Segment Start: Listed entries

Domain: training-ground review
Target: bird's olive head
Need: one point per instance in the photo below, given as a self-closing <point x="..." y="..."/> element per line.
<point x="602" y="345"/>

Segment End: Listed entries
Segment Start: Listed entries

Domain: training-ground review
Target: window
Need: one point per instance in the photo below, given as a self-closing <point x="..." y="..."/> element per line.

Segment End: Listed entries

* What is required
Check each line of the records above for "Target", and copy those that have it.

* Answer for the task
Target: bird's olive head
Target: window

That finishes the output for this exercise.